### Requirement
Quote the records below, starting at the line that contains "One point lands on every instance of the folding" and ending after the line that contains "pixel 305 213". Omit the pictures from your answer.

Records excerpted from a collection:
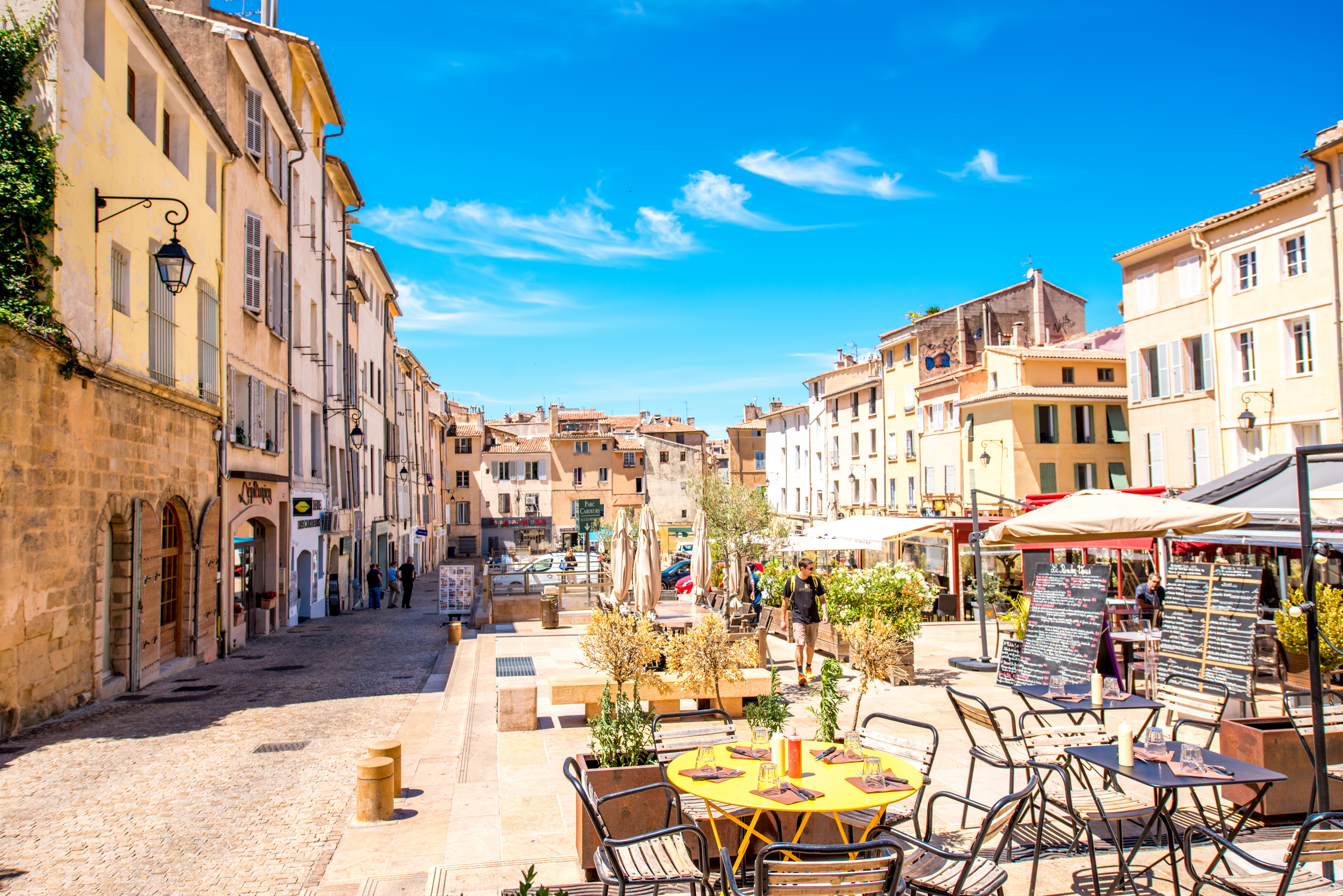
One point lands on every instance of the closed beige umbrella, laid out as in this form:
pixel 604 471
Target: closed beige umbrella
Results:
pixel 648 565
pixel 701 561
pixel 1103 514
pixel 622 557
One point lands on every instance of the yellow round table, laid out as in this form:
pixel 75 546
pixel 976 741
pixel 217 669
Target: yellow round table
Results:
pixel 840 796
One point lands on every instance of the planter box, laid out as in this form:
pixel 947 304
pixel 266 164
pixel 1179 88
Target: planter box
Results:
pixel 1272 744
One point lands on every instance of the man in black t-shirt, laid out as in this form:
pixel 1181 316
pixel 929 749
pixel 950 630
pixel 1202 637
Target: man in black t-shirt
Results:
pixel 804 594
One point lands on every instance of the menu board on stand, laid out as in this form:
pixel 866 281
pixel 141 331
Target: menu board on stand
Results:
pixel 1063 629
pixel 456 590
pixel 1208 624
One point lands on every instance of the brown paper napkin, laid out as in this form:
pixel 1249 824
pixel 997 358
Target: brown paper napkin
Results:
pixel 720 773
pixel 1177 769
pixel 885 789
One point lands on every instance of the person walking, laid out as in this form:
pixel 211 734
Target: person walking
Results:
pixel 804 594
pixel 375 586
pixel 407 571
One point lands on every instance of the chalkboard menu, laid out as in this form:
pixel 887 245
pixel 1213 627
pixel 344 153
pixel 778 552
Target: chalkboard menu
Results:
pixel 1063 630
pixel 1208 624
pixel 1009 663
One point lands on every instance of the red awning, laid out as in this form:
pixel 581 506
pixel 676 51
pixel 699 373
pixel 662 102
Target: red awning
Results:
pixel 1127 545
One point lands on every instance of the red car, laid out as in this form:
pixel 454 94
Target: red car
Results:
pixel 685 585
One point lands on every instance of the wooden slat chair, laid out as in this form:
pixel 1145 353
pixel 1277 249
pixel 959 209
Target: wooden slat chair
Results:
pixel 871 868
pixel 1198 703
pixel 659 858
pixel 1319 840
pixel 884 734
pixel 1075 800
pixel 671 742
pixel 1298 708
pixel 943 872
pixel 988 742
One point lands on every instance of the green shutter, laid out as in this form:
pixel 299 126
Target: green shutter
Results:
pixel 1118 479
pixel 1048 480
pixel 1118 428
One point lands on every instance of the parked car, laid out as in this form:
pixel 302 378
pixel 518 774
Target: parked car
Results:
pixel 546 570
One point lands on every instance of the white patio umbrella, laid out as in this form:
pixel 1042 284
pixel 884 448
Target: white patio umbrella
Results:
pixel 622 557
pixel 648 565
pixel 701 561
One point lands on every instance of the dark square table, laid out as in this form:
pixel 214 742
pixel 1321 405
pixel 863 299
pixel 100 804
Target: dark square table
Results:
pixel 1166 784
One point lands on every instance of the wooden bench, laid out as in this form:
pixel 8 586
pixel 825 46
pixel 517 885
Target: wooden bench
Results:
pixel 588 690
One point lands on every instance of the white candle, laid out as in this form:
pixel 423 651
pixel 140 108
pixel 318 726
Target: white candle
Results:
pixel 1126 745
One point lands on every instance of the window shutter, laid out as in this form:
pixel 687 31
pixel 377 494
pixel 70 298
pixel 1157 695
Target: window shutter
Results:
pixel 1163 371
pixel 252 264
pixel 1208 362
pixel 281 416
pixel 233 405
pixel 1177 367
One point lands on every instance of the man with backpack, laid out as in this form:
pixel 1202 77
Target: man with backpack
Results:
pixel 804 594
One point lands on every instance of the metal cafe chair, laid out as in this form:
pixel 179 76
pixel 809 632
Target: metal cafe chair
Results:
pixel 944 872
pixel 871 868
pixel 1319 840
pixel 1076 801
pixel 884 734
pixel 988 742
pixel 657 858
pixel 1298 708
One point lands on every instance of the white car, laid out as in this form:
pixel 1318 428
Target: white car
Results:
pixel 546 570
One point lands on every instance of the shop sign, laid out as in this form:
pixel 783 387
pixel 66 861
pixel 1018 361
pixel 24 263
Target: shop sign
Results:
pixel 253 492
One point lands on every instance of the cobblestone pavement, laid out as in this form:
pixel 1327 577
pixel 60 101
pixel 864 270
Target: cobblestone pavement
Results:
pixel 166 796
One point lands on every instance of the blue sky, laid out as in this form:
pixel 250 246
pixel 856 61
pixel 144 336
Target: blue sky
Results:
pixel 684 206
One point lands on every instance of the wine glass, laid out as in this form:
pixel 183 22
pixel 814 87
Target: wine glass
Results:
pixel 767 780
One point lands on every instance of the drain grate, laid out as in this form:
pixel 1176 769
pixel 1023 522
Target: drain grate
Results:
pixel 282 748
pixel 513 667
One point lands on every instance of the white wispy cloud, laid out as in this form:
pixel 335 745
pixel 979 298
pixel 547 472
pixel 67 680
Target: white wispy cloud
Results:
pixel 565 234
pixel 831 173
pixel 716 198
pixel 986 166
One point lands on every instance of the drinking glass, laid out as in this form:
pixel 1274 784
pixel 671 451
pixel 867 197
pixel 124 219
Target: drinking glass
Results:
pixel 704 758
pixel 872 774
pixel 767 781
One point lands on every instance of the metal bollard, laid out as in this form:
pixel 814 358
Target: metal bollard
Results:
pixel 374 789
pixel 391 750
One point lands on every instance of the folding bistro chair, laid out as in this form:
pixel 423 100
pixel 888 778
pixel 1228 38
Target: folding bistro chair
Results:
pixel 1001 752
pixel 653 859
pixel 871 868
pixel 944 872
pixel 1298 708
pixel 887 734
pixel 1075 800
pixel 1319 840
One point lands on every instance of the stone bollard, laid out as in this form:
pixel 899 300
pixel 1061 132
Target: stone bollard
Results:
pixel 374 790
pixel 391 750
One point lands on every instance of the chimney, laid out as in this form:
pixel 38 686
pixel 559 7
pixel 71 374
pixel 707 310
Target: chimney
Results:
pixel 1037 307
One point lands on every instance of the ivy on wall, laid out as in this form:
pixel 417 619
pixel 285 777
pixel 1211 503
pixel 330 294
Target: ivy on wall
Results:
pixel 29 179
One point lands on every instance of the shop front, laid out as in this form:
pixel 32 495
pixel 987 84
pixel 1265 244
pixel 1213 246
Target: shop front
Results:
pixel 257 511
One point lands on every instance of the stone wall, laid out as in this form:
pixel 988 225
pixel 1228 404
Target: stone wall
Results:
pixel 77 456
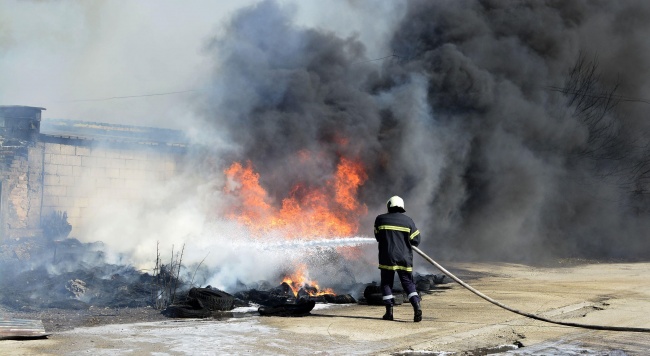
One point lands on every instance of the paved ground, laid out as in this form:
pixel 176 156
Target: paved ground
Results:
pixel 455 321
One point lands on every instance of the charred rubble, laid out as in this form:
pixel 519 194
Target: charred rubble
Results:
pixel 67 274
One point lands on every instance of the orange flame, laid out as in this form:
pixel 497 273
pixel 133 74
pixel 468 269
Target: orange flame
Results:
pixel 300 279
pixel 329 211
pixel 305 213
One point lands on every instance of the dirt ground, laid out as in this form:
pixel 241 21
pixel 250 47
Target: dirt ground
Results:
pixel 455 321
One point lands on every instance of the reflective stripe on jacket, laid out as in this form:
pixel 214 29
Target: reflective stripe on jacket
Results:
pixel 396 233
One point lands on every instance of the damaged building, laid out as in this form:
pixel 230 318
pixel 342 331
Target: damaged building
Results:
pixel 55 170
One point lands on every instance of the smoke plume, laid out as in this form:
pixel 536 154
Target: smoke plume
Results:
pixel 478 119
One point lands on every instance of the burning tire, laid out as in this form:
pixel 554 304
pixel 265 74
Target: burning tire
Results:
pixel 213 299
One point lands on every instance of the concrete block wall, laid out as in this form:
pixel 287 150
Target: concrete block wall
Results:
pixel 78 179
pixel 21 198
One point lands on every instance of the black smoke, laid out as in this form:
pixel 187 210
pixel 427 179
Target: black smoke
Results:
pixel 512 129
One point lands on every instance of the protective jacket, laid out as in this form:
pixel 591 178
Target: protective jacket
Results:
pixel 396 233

--

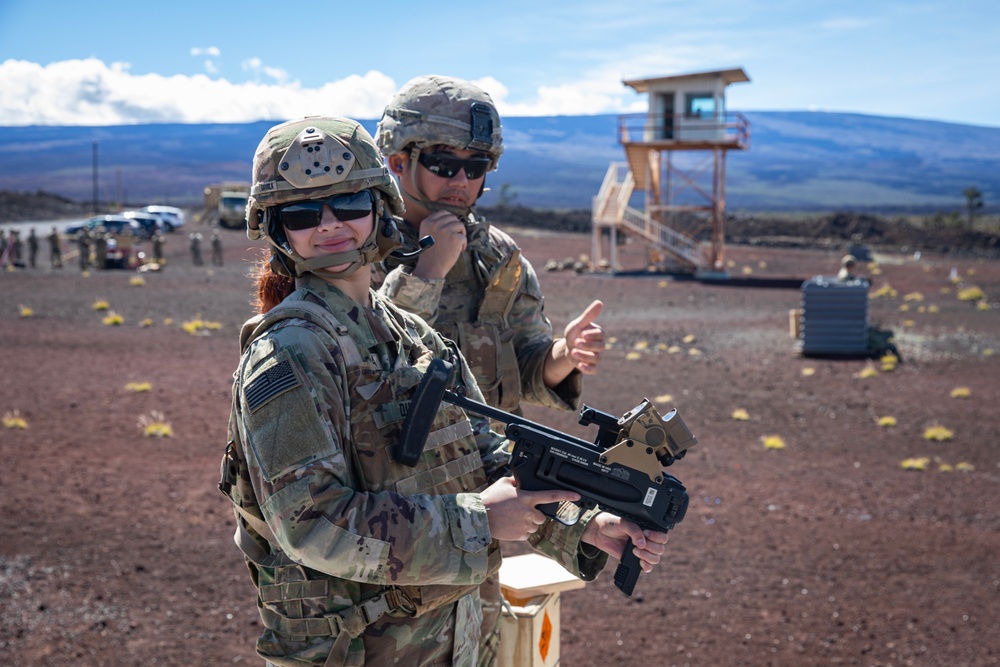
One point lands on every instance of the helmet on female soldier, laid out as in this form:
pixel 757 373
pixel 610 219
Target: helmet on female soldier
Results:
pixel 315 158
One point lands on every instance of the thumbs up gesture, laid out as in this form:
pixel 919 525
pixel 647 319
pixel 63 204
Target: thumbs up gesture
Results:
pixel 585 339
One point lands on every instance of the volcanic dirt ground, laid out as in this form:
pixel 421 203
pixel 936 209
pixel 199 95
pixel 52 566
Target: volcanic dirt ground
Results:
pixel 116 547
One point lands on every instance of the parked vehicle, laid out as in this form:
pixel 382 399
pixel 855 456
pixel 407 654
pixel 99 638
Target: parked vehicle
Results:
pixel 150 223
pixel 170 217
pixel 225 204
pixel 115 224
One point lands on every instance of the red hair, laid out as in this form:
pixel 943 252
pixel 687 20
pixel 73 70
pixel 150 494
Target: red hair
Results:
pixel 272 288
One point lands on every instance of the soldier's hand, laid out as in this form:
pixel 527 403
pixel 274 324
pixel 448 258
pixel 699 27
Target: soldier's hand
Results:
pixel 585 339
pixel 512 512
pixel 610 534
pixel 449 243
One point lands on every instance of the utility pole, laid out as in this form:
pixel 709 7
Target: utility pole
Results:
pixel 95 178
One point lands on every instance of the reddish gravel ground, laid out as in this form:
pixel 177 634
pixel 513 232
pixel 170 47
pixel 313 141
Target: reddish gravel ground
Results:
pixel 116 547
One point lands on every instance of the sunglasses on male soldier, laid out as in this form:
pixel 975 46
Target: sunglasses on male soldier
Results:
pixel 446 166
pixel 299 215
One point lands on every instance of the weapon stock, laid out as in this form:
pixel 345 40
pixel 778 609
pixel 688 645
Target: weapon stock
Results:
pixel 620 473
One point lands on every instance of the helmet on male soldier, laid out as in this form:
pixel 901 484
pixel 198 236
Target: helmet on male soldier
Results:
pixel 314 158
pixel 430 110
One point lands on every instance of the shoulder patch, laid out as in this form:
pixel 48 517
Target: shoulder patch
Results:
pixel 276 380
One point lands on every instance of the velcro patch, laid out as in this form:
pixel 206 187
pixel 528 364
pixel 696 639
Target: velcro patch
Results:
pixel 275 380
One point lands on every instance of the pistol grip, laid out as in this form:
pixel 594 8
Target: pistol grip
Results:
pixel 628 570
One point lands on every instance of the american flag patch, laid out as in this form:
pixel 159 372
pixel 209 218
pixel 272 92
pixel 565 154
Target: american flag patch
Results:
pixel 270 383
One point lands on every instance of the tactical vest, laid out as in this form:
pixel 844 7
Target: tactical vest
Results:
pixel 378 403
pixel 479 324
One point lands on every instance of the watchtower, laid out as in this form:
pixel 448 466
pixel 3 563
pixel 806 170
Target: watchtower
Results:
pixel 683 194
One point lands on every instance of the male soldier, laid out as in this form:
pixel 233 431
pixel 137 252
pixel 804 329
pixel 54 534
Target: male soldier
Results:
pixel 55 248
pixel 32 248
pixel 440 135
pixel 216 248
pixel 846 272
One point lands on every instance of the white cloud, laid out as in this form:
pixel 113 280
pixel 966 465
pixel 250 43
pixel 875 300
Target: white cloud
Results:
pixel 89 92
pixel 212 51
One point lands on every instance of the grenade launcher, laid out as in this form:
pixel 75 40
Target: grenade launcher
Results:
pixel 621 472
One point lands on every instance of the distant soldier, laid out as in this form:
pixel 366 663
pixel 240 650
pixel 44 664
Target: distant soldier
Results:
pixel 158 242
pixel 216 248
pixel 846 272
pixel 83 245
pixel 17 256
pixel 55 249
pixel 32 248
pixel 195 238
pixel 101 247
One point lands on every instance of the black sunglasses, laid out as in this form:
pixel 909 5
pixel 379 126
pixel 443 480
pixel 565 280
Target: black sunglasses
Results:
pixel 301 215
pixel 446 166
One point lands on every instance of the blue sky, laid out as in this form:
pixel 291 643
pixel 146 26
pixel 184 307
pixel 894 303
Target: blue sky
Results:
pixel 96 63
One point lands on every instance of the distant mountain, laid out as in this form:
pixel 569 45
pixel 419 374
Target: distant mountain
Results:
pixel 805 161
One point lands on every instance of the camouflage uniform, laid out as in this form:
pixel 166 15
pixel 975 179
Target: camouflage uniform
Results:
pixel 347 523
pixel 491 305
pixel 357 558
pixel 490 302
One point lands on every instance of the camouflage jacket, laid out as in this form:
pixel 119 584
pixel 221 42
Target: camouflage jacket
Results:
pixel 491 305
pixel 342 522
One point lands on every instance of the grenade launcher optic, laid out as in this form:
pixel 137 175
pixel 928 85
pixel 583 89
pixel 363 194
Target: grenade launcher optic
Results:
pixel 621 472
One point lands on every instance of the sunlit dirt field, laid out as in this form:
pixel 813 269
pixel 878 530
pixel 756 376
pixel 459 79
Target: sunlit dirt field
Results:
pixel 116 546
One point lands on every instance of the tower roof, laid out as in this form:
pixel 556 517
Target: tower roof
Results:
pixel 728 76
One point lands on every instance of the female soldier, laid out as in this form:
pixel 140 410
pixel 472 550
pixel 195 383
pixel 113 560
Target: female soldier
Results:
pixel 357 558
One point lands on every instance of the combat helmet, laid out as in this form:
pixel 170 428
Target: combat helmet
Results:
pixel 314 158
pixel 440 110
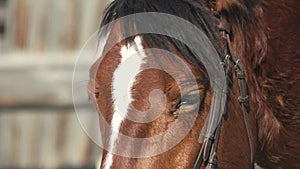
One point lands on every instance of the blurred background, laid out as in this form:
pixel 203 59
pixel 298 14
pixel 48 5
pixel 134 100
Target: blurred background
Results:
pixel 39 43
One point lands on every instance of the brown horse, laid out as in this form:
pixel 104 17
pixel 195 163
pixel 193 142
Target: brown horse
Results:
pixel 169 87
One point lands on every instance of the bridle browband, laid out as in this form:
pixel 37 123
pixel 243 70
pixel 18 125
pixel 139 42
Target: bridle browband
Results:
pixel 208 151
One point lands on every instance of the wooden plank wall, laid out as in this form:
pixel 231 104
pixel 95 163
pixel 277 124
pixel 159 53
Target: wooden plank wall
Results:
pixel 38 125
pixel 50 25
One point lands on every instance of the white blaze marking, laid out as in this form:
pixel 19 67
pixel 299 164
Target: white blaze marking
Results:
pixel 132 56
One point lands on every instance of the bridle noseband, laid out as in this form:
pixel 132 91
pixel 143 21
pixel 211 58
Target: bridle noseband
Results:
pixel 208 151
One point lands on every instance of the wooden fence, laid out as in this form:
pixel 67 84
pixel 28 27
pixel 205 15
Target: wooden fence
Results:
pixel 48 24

* * *

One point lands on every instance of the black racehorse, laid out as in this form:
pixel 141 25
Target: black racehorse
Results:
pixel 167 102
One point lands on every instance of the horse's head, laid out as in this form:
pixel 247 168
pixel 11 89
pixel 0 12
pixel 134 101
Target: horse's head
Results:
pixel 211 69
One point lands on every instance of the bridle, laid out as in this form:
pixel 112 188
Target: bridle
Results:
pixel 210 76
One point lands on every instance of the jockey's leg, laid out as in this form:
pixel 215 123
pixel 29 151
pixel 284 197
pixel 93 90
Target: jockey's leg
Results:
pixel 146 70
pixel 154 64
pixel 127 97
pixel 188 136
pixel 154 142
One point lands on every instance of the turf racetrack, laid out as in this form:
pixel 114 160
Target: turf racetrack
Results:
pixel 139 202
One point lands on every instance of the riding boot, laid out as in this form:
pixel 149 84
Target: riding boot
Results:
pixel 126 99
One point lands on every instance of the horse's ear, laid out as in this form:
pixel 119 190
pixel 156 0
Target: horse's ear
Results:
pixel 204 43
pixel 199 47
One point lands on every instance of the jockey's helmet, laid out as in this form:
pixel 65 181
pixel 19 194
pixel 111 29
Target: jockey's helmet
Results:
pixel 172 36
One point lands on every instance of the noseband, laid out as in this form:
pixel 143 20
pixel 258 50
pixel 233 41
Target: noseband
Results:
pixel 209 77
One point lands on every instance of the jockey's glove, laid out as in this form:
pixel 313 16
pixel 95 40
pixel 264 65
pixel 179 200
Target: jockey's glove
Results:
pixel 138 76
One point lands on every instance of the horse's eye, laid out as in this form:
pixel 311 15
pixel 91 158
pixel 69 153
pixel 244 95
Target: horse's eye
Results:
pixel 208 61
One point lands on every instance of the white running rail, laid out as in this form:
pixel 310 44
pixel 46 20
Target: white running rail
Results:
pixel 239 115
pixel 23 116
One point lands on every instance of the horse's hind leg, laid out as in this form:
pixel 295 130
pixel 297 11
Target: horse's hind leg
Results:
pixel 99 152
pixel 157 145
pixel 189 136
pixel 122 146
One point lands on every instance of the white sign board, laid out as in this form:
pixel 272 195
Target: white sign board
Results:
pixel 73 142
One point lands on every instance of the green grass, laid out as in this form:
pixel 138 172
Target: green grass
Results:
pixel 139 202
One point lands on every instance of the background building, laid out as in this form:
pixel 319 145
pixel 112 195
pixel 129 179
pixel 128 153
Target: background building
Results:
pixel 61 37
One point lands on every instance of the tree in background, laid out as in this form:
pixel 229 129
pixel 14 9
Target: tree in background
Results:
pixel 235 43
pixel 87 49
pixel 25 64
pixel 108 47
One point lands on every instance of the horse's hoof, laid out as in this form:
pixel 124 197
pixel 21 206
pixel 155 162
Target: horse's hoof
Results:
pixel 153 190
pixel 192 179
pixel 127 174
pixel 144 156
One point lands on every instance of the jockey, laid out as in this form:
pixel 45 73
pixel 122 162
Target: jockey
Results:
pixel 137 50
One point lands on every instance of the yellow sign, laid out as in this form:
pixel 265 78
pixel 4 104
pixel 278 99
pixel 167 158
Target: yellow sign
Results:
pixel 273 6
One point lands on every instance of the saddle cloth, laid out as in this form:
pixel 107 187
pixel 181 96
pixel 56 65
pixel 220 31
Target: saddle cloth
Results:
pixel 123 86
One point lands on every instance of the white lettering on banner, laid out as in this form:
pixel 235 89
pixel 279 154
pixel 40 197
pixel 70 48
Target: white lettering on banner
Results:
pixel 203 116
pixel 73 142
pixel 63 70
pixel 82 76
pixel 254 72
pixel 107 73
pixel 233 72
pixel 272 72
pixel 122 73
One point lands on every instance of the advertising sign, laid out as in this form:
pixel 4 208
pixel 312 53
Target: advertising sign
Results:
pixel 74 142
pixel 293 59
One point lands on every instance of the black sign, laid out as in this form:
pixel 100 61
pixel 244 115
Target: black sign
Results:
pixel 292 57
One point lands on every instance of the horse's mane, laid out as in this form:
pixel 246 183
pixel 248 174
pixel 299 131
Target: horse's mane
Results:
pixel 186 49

### Full solution
One point lands on every instance of the folding bistro chair, laid out as in this form:
pixel 423 100
pixel 888 778
pixel 1228 38
Target: folding bistro chair
Results:
pixel 1001 752
pixel 653 859
pixel 871 868
pixel 944 872
pixel 1298 708
pixel 887 734
pixel 1075 800
pixel 1319 840
One point lands on every instance of the stone bollard, laid out as in this form:
pixel 899 300
pixel 1061 132
Target: stone bollard
Results:
pixel 374 790
pixel 391 750
One point lands on every instance of the chimney, laid out as in this form:
pixel 38 686
pixel 559 7
pixel 71 374
pixel 707 310
Target: chimney
Results:
pixel 1037 307
One point lands on every instance of the ivy on wall, laid out as in this form:
pixel 417 619
pixel 285 777
pixel 1211 503
pixel 330 294
Target: ivy on wall
Results:
pixel 29 179
One point lands on every instance of the shop front, laid out as in this form:
pixel 32 495
pixel 987 84
pixel 1265 244
pixel 1213 246
Target: shop front
Results:
pixel 257 511
One point lands on every instance of the stone wall, laid out as in this form:
pixel 988 225
pixel 1228 404
Target: stone wall
Results:
pixel 77 456
One point lands on every instance of the paved ground, laid out as in this form:
pixel 176 156
Target: paved ground
Results:
pixel 455 321
One point lands on every instance of the charred rubble, laid out as in this form:
pixel 519 194
Target: charred rubble
Results:
pixel 67 274
One point lands on every instance of the orange flame, laid out as in this form:
pixel 497 273
pixel 133 74
pixel 468 269
Target: orange flame
Results:
pixel 300 279
pixel 329 211
pixel 305 213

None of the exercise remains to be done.